__INSTRUCTIONS TO FOLLOW__
Your result should be the lines holding the word "Kindly", copied from the entries below.

__TASK INPUT__
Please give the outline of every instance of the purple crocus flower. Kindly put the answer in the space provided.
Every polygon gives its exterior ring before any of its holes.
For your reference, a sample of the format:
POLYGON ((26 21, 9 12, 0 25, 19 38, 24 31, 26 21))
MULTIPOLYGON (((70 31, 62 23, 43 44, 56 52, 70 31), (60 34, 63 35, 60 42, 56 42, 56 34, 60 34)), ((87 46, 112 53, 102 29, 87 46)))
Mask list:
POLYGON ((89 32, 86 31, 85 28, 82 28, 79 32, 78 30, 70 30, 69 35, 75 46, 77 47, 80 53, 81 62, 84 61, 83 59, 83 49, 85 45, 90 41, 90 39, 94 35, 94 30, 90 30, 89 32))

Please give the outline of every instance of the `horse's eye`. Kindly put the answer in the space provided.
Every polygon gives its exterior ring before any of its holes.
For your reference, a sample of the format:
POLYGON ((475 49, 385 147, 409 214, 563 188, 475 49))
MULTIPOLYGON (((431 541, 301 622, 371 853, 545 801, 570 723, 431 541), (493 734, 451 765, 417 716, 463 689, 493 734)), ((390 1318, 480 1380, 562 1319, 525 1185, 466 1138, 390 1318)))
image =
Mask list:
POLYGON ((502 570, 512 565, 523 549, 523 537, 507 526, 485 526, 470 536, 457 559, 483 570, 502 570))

__PROBLEM SOLUTION__
Please give the outline of every instance of the purple crocus flower. Kindly put the answer in the space provided.
Please give the outline of every instance of the `horse's eye`. Kindly put the answer in the space provided.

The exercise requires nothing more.